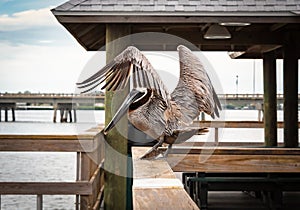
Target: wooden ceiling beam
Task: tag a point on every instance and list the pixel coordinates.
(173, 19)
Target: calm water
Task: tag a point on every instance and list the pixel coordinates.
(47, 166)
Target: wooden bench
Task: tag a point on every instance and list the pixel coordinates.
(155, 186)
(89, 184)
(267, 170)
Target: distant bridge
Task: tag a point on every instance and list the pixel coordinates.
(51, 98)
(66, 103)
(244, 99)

...

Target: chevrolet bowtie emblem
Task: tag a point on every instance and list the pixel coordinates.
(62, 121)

• **EXERCISE**: Find every line in the records above that contains the string "Target" and copy those lines. Matching is case-sensitive.

• **SOLUTION**:
Target: wooden ceiling beam
Target: calm water
Target: wooden bench
Target: distant bridge
Target: chevrolet bowtie emblem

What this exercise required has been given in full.